▶ **DIRECTIVE**:
The records below must be retyped exactly.

== RECORDS SUPPLIED ==

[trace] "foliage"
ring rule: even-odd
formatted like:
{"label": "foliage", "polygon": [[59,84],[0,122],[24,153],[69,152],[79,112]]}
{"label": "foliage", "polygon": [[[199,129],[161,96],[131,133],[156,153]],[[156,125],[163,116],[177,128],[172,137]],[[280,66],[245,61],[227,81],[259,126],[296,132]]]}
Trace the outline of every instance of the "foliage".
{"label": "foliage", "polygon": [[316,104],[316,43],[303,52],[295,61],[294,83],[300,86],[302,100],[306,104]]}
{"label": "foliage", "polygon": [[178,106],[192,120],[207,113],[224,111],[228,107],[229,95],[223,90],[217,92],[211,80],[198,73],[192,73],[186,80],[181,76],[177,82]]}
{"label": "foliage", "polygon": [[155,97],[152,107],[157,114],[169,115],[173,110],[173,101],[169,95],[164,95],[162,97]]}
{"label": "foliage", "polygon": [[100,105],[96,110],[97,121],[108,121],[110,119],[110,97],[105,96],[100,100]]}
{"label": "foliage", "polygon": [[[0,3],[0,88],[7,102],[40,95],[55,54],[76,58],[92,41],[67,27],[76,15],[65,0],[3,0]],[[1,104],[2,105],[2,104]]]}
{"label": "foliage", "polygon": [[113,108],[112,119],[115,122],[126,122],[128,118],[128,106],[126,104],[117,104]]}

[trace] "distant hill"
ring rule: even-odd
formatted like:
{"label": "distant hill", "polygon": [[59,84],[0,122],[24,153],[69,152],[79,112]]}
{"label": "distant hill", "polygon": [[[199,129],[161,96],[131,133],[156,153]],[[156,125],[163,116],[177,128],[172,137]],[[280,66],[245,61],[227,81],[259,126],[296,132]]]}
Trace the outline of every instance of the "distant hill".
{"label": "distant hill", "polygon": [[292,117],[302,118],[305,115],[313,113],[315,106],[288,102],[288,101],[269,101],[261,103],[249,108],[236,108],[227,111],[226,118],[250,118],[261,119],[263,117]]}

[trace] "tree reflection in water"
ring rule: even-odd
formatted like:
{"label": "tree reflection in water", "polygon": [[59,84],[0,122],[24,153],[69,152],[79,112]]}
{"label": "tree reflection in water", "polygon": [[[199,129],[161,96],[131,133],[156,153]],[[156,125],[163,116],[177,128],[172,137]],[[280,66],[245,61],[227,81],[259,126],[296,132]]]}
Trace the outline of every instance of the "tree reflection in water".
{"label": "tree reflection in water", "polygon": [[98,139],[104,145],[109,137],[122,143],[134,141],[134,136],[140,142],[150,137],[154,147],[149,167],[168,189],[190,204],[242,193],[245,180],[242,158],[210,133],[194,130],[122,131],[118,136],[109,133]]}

===

▶ **FINISHED ANSWER**:
[trace] "foliage"
ring rule: even-odd
formatted like:
{"label": "foliage", "polygon": [[59,84],[0,122],[24,153],[69,152],[79,112]]}
{"label": "foliage", "polygon": [[[199,129],[161,96],[131,133],[156,153]],[[156,125],[163,116],[177,128],[172,137]],[[280,66],[245,61],[227,81],[259,126],[296,132]]]}
Trace the outline of every instance of the "foliage".
{"label": "foliage", "polygon": [[316,104],[316,43],[303,52],[295,61],[294,83],[300,86],[302,100],[306,104]]}
{"label": "foliage", "polygon": [[178,106],[192,120],[207,113],[224,111],[228,107],[229,95],[223,90],[217,92],[211,80],[198,73],[192,73],[186,80],[181,76],[177,82]]}
{"label": "foliage", "polygon": [[155,97],[152,107],[157,114],[169,115],[173,110],[173,101],[169,95],[164,95],[162,97]]}
{"label": "foliage", "polygon": [[100,105],[96,110],[97,121],[108,121],[110,119],[110,97],[105,96],[100,100]]}
{"label": "foliage", "polygon": [[[0,3],[0,88],[7,102],[40,95],[55,54],[76,58],[92,41],[67,27],[76,15],[65,0],[3,0]],[[1,104],[2,105],[2,104]]]}
{"label": "foliage", "polygon": [[113,108],[112,119],[115,122],[126,122],[128,118],[128,106],[126,104],[117,104]]}

[trace] "distant hill"
ring rule: even-odd
formatted like:
{"label": "distant hill", "polygon": [[59,84],[0,122],[24,153],[69,152],[79,112]]}
{"label": "distant hill", "polygon": [[[199,129],[161,96],[131,133],[156,153]],[[156,125],[163,116],[177,128],[172,137]],[[280,66],[245,61],[227,81],[259,126],[296,132]]]}
Trace the outline of every instance of the "distant hill".
{"label": "distant hill", "polygon": [[292,117],[302,118],[305,115],[313,113],[315,106],[288,102],[288,101],[269,101],[261,103],[249,108],[236,108],[227,111],[226,118],[250,118],[261,119],[263,117]]}

[trace] "tree reflection in water"
ring rule: even-odd
formatted like:
{"label": "tree reflection in water", "polygon": [[59,84],[0,122],[24,153],[69,152],[79,112]]}
{"label": "tree reflection in water", "polygon": [[[199,129],[161,96],[131,133],[156,153]],[[156,125],[163,116],[177,128],[172,137]],[[280,66],[245,61],[227,81],[259,126],[296,132]]]}
Trace the outline of every instance of the "tree reflection in water".
{"label": "tree reflection in water", "polygon": [[98,139],[104,145],[109,137],[122,143],[134,141],[134,136],[140,142],[150,137],[154,147],[149,167],[168,189],[190,204],[242,193],[245,180],[242,158],[210,133],[194,130],[122,131],[118,136],[109,133]]}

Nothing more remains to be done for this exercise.